TASK DETAILS:
Restate, word for word, all of the material shown below.

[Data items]
start
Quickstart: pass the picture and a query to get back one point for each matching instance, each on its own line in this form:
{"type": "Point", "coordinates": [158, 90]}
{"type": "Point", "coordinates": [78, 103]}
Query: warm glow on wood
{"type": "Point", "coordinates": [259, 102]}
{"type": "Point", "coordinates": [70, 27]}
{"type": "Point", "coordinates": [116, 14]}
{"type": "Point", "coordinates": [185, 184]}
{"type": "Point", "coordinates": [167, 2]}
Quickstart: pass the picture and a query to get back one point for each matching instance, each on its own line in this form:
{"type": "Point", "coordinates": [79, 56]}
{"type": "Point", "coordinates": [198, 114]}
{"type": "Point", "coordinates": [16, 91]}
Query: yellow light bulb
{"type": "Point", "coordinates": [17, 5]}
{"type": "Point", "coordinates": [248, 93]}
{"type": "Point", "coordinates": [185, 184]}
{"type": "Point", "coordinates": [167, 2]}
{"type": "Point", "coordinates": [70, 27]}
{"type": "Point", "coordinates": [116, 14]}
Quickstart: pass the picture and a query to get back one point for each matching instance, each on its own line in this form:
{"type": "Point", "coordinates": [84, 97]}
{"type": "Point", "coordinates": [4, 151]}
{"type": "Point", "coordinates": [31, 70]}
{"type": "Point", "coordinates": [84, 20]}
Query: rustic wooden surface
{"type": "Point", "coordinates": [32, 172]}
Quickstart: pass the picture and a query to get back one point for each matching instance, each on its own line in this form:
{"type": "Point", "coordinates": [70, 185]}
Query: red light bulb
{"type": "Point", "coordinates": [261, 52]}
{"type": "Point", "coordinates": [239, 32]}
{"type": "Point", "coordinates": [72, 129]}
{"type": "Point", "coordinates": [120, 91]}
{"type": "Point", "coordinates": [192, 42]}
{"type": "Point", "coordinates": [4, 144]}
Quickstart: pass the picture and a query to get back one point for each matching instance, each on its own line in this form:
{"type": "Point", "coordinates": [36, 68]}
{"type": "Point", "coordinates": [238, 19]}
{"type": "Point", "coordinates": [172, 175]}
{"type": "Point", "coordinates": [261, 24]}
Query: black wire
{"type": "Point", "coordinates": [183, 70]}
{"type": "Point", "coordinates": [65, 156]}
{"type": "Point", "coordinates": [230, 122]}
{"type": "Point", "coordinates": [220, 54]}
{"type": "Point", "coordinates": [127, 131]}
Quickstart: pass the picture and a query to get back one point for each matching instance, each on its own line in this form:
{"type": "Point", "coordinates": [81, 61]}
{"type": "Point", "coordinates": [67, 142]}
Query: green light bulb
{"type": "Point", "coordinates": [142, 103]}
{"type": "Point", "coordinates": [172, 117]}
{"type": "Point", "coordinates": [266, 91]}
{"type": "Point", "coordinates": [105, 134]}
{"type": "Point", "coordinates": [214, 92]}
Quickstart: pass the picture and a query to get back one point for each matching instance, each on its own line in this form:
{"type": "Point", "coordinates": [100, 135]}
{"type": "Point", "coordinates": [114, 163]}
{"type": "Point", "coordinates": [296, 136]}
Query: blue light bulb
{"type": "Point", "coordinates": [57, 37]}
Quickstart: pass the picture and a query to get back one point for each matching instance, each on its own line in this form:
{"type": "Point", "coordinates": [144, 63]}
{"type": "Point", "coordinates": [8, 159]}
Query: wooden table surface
end
WRITTEN ANSWER:
Quickstart: pass the picture and a query to get back one point for each matching instance, each on its own line in this form:
{"type": "Point", "coordinates": [158, 90]}
{"type": "Point", "coordinates": [78, 103]}
Query: warm glow on wood
{"type": "Point", "coordinates": [259, 102]}
{"type": "Point", "coordinates": [70, 27]}
{"type": "Point", "coordinates": [116, 14]}
{"type": "Point", "coordinates": [185, 184]}
{"type": "Point", "coordinates": [167, 2]}
Quickstart: pass the picture and a query to get back one point for each matching instance, each on its own line in this form:
{"type": "Point", "coordinates": [79, 56]}
{"type": "Point", "coordinates": [198, 114]}
{"type": "Point", "coordinates": [16, 91]}
Query: yellow light bulb
{"type": "Point", "coordinates": [17, 5]}
{"type": "Point", "coordinates": [248, 93]}
{"type": "Point", "coordinates": [185, 184]}
{"type": "Point", "coordinates": [167, 2]}
{"type": "Point", "coordinates": [70, 27]}
{"type": "Point", "coordinates": [116, 14]}
Quickstart: pass the picture and a query to get back one point for each matching instance, each on its own line in this form:
{"type": "Point", "coordinates": [84, 97]}
{"type": "Point", "coordinates": [4, 151]}
{"type": "Point", "coordinates": [31, 70]}
{"type": "Point", "coordinates": [84, 20]}
Query: rustic wooden surface
{"type": "Point", "coordinates": [32, 172]}
Quickstart: pass the picture and a query to get back one point for each matching instance, each on its own line in this form:
{"type": "Point", "coordinates": [70, 185]}
Query: red light bulb
{"type": "Point", "coordinates": [261, 52]}
{"type": "Point", "coordinates": [239, 32]}
{"type": "Point", "coordinates": [72, 129]}
{"type": "Point", "coordinates": [120, 91]}
{"type": "Point", "coordinates": [192, 42]}
{"type": "Point", "coordinates": [4, 144]}
Quickstart: pass the picture and a query to get back one point for each matching instance, each on its own line in this form:
{"type": "Point", "coordinates": [36, 68]}
{"type": "Point", "coordinates": [238, 19]}
{"type": "Point", "coordinates": [172, 175]}
{"type": "Point", "coordinates": [261, 24]}
Query: black wire
{"type": "Point", "coordinates": [183, 70]}
{"type": "Point", "coordinates": [65, 156]}
{"type": "Point", "coordinates": [230, 122]}
{"type": "Point", "coordinates": [220, 54]}
{"type": "Point", "coordinates": [127, 131]}
Quickstart: pass the picture and a query to get back one point for each matching instance, each on its own line in this form:
{"type": "Point", "coordinates": [81, 61]}
{"type": "Point", "coordinates": [67, 142]}
Query: green light bulb
{"type": "Point", "coordinates": [142, 103]}
{"type": "Point", "coordinates": [172, 117]}
{"type": "Point", "coordinates": [266, 91]}
{"type": "Point", "coordinates": [105, 134]}
{"type": "Point", "coordinates": [214, 92]}
Quickstart: pass the picture and a query to get back one point for each matching instance, each on its own line in this form:
{"type": "Point", "coordinates": [100, 135]}
{"type": "Point", "coordinates": [114, 163]}
{"type": "Point", "coordinates": [296, 136]}
Query: blue light bulb
{"type": "Point", "coordinates": [57, 37]}
Quickstart: pass the picture and a query to get back one point for each matching instance, each on its own line in this form:
{"type": "Point", "coordinates": [144, 63]}
{"type": "Point", "coordinates": [8, 159]}
Query: wooden table surface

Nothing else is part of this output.